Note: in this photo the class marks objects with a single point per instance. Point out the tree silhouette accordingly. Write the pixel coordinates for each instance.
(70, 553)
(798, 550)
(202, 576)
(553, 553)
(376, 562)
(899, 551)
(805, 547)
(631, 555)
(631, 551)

= = = =

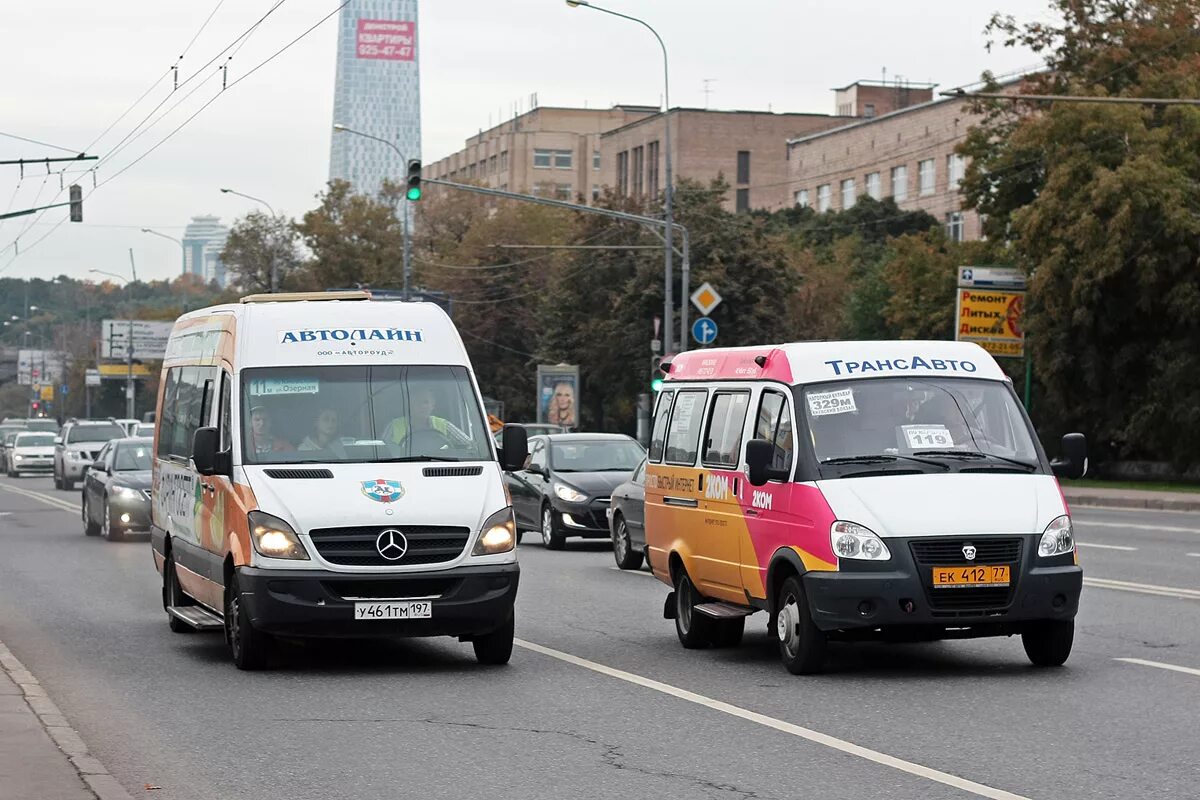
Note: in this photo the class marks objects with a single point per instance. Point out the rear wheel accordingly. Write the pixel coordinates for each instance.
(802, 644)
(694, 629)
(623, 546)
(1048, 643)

= = = =

# [Task prompt]
Print the rows from the line with "out the rear" to the line with "(1048, 643)", including both of those lines, word for word and with nothing else.

# [The answer]
Note: in this photo the class marks objects with a single point per instance. Point out the rear wheel accordingly. Write the pixel coordinates for each instance.
(802, 644)
(694, 629)
(623, 546)
(1048, 643)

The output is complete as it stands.